Which lines below hold the word "instance"? Copy all of them.

* EXTRACTED DATA
..........

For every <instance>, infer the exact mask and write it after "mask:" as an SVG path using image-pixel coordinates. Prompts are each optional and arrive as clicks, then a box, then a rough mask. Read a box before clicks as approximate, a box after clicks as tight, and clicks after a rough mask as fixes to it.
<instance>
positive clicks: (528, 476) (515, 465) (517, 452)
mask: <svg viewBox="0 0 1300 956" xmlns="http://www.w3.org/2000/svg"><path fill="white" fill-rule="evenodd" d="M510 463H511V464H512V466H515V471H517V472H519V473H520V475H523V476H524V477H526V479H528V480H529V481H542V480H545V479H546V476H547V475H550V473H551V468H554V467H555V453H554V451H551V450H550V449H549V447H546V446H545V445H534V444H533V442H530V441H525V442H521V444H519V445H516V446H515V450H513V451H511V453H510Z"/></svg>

..........

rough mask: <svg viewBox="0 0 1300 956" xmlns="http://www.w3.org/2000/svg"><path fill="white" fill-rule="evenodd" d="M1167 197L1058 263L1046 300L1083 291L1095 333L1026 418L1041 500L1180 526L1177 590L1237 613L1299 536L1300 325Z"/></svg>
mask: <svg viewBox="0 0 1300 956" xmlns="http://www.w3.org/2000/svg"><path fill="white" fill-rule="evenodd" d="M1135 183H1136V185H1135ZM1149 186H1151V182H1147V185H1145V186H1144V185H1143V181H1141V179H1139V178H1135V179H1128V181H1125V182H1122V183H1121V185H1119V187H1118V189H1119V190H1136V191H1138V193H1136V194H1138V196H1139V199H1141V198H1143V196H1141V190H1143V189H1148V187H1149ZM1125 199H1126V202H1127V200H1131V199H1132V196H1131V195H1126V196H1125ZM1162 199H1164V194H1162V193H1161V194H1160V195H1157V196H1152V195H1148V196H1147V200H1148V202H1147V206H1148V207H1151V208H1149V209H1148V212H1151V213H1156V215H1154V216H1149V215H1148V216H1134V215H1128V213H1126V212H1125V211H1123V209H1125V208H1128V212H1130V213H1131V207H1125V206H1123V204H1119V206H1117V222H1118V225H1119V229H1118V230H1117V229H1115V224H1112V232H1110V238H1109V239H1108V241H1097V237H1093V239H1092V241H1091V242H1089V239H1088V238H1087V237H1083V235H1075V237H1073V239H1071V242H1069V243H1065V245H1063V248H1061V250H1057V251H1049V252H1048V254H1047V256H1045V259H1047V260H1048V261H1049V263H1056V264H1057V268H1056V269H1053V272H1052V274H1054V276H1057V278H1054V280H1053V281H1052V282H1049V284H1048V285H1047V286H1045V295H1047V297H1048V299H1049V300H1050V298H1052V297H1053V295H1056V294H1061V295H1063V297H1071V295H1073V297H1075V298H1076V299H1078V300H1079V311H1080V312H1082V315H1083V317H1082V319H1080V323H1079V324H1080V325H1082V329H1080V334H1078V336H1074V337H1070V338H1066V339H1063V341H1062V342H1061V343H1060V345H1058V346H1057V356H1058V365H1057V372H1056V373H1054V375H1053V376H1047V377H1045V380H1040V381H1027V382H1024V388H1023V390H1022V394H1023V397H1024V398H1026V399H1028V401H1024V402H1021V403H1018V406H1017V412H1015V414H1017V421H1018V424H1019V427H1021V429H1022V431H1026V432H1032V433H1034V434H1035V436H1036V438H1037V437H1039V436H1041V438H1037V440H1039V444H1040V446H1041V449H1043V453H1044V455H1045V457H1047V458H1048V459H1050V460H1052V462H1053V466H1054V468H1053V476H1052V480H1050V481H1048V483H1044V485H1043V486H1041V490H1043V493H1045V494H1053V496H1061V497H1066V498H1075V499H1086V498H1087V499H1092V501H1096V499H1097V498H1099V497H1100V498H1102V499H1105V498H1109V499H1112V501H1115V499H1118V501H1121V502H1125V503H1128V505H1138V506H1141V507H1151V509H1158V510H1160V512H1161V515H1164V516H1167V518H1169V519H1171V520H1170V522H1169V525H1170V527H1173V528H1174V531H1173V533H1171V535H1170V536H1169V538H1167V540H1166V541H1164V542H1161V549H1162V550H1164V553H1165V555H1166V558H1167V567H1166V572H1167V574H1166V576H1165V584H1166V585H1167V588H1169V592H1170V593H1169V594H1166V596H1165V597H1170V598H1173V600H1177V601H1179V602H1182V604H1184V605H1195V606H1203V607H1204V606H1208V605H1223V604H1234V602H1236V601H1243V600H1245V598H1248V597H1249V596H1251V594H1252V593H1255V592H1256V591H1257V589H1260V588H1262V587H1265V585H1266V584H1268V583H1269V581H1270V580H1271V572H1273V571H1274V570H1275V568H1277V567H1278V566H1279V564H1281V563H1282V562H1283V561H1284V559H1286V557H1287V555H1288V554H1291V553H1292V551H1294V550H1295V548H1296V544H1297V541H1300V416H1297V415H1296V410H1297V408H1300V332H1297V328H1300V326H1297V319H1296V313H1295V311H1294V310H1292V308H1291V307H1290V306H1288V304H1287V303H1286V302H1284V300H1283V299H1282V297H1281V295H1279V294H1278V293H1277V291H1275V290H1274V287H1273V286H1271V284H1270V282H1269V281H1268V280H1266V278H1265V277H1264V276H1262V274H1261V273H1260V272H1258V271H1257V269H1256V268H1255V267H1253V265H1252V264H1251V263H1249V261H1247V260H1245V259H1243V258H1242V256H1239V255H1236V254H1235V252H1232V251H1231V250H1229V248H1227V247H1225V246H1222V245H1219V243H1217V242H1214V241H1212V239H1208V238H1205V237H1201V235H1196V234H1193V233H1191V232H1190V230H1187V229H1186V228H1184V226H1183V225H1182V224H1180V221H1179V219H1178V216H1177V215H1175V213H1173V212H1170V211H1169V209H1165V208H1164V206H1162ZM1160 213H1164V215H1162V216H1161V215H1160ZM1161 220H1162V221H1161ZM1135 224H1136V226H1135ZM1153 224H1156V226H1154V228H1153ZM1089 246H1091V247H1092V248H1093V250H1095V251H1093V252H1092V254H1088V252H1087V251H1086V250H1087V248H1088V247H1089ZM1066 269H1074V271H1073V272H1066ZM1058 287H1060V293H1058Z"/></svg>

..........

* ANSWER TO THIS EXERCISE
For every <instance>, infer the exact mask and write it after "mask:" as an SVG path using image-pixel coordinates. Prompts are each optional and arrive as clicks, then a box, then a rough mask. Read a box before clicks as approximate, a box after clicks as tight, and clicks after a rough mask as fixes to it.
<instance>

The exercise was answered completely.